PROBLEMS AND TASKS:
• 1. Restate the paragraph of the lemmas excerpt that begins "Assume \(2 < \sigma" as a short list, keeping its assumptions and its conclusion.
• 2. According to the lemmas excerpt, where can the proof of Lemma 3.1 be found?

GIVEN TEXT:
** begin **

We start with two preliminary results that will be used several times below.

Lemma 3.1

Let \(M(s) = { \vert s \vert ^{p(x,t) - 2}}s\), then \(\forall \xi,\eta \in {{\mathrm{{R}}}^{N}}\)

$$\begin{aligned} \begin{aligned} & \bigl( {M(\xi ) - M(\eta )} \bigr) \cdot (\xi - \eta ) \\ &\quad\ge \textstyle\begin{cases} {2^{ - p(x,t)}}{ \vert {\xi - \eta } \vert ^{p(x,t)}},& 2 \le p(x,t) < \infty, \\ (p(x,t) - 1){ \vert {\xi - \eta } \vert ^{2}}{ ( {{{ \vert \xi \vert }^{p(x,t)}} + {{ \vert \eta \vert }^{p(x,t)}}} )^{ \frac{{p(x,t) - 2}}{{p(x,t)}}}},& 1 \le p(x,t) < 2. \end{cases}\displaystyle \end{aligned} \end{aligned}$$

Proof

The proof can be found in [15]. □

Lemma 3.2

(Comparison principle)

Assume \(2 < \sigma < \frac{{2{p^{+} }}}{{{p^{+} } - 1}}\), \({p^{+} } \ge 2\), u and v are in \(W({Q_{T}}) \cap {L^{\infty }}(0,T;{L^{ \infty }}(\Omega ))\). If \({L_{\varepsilon }}u \ge {L_{\varepsilon }}v\) in \(Q_{T}\) and \(u(x,t) \le v(x,t)\) on \(\partial {Q_{T}}\), then \(u(x,t) \le v(x,t)\) in \(Q_{T}\).

** end **

Records contained in a dataset
** begin **

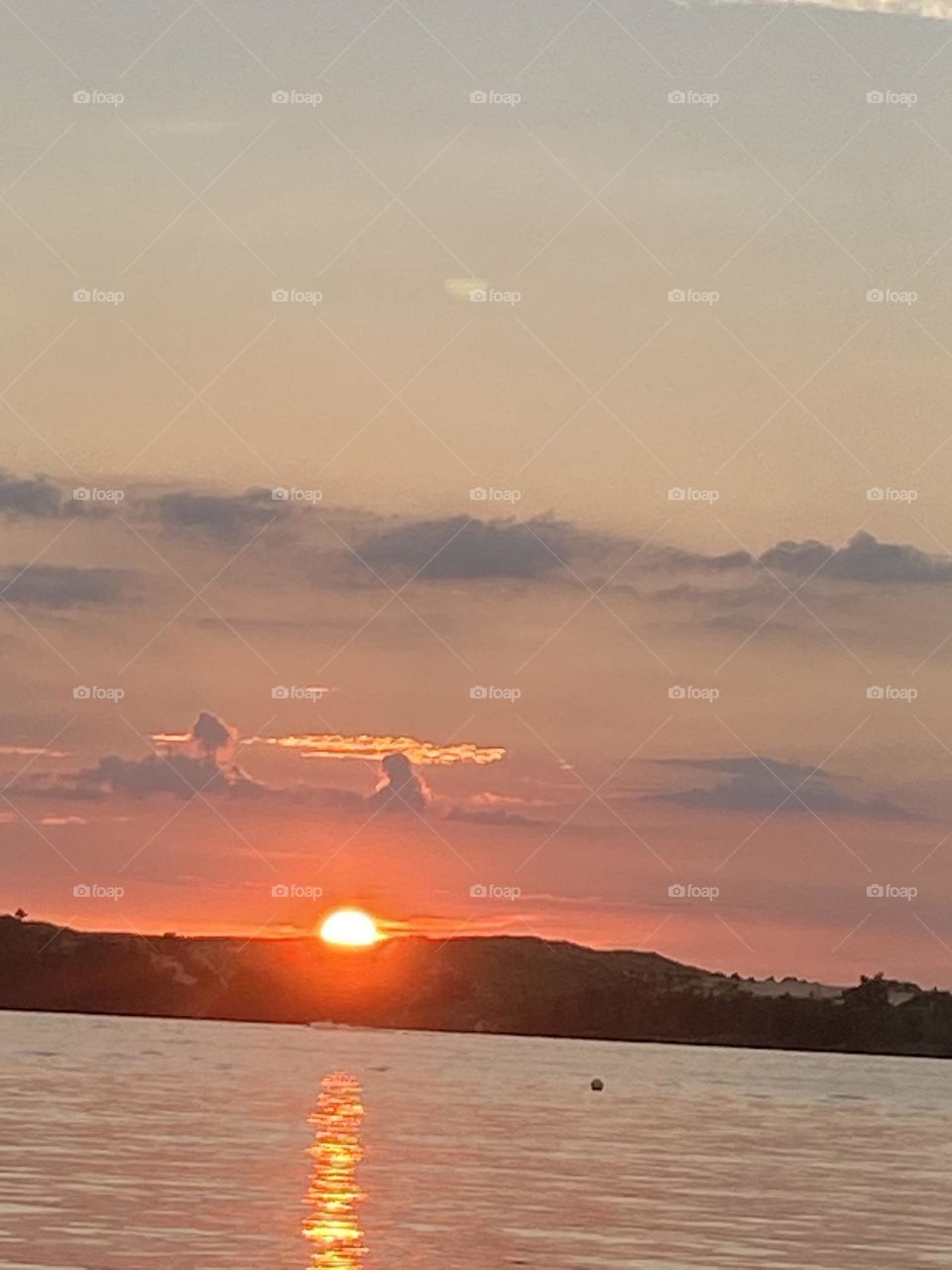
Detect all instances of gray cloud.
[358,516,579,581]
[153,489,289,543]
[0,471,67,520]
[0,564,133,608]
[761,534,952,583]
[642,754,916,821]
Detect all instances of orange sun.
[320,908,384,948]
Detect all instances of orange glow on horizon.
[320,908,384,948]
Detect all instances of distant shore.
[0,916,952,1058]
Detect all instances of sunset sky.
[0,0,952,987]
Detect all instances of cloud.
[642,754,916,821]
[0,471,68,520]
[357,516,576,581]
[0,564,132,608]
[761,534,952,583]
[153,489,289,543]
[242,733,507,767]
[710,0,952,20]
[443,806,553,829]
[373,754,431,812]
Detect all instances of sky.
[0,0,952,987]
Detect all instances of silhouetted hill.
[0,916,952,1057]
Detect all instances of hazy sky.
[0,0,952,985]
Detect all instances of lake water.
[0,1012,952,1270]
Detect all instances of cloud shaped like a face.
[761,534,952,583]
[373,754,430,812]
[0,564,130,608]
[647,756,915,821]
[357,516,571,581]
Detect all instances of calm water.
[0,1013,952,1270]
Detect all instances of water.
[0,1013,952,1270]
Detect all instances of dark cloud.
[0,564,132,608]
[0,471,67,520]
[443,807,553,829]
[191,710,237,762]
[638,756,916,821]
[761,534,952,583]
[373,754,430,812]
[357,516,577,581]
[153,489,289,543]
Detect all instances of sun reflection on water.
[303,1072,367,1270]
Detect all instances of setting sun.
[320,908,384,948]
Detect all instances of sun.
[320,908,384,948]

** end **
** begin **

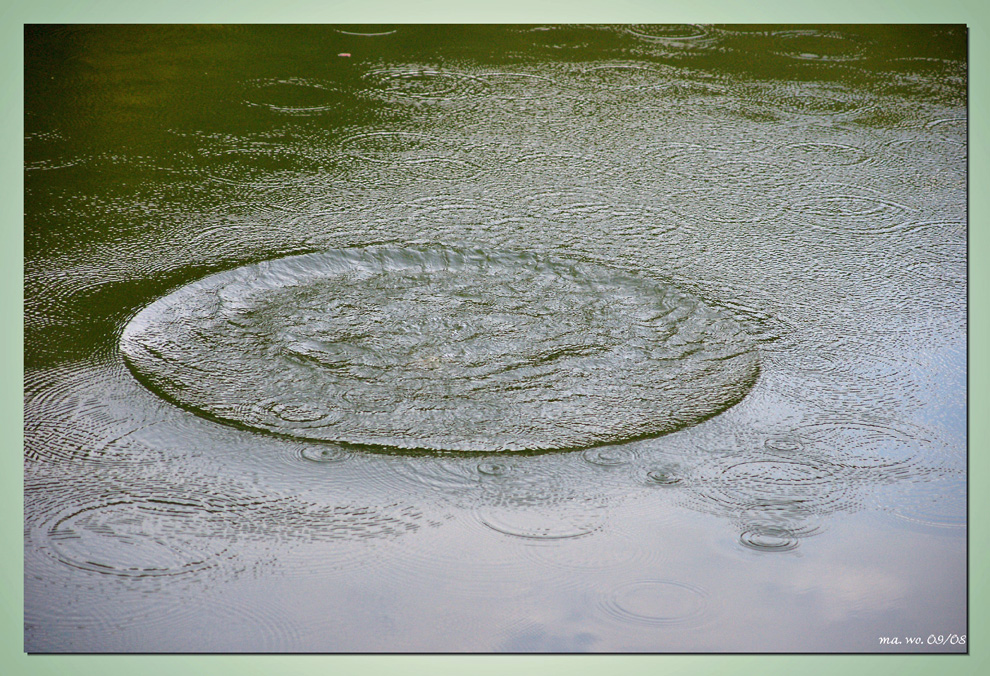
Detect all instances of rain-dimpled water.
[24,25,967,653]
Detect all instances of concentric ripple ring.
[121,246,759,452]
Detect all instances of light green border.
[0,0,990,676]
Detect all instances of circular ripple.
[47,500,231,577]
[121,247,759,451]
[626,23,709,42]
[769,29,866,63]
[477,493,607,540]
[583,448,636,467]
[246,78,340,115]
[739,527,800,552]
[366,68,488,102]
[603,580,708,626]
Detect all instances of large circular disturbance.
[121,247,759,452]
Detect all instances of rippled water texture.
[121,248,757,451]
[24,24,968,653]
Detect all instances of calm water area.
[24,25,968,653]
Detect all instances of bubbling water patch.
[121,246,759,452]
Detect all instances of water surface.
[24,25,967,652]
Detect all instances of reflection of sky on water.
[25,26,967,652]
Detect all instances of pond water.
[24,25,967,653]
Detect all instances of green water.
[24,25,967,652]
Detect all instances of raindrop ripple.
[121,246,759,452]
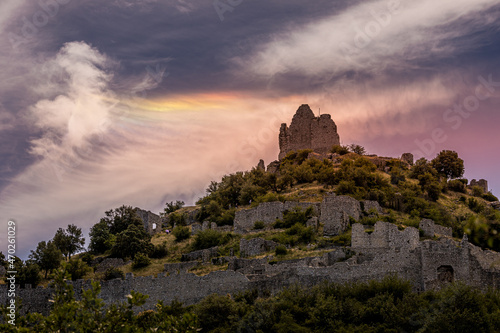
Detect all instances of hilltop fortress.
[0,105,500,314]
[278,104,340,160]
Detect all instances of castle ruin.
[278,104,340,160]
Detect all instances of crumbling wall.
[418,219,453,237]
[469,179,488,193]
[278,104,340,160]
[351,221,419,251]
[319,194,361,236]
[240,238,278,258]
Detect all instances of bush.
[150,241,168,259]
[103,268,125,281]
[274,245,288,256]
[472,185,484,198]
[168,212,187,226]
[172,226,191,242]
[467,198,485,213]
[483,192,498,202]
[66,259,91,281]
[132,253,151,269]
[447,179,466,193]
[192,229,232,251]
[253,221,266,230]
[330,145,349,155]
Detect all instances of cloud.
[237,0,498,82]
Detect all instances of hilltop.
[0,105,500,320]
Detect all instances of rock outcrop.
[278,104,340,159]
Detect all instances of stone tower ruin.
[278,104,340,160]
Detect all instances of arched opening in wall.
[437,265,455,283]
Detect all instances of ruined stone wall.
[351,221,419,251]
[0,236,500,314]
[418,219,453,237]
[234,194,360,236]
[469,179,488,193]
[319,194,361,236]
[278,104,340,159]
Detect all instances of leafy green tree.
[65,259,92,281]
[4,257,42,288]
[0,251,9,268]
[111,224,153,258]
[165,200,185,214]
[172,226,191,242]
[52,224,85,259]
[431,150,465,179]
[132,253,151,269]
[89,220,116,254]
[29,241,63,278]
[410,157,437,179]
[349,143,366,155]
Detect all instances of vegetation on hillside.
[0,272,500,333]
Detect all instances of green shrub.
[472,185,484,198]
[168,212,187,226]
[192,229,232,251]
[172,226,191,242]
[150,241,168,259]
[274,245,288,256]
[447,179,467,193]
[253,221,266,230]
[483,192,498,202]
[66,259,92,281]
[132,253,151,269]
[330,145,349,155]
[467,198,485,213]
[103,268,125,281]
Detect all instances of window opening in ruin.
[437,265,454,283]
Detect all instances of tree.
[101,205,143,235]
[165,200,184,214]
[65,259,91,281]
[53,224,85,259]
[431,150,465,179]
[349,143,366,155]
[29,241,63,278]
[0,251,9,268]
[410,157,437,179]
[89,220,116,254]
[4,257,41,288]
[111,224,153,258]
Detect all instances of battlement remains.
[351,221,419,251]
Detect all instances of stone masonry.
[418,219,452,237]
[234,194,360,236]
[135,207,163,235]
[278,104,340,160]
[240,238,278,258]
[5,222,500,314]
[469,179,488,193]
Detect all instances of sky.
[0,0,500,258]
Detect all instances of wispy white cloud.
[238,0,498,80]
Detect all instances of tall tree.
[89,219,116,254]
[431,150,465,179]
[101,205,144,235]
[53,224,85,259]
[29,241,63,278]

** end **

ANSWERS BY TASK:
• 1.
- Assumptions: 2 < σ < 2p⁺/(p⁺ − 1), p⁺ ≥ 2, and u and v belong to W(Q_T) ∩ L^∞(0,T; L^∞(Ω)).
- Conditions: L_ε u ≥ L_ε v in Q_T, and u(x,t) ≤ v(x,t) on ∂Q_T.
- Conclusion: u(x,t) ≤ v(x,t) in Q_T.

• 2. It can be found in reference [15].